(Part of a data file)
###

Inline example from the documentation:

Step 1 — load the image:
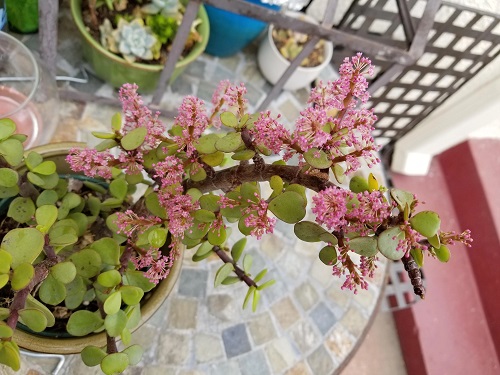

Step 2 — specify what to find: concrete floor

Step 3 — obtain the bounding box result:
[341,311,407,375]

###

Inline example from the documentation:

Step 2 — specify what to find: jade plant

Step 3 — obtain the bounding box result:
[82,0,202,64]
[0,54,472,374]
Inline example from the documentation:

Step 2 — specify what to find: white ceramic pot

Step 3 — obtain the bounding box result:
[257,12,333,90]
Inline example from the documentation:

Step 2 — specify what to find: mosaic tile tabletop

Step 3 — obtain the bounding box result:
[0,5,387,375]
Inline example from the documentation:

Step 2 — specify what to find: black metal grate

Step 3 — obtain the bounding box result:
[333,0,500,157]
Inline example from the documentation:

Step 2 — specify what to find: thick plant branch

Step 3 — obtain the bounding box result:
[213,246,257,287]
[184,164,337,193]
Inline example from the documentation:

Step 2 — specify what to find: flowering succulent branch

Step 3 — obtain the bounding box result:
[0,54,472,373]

###

## Task instructions
Please count how many rows above contain the word "what", and reply with the number alone.

## Complete answer
7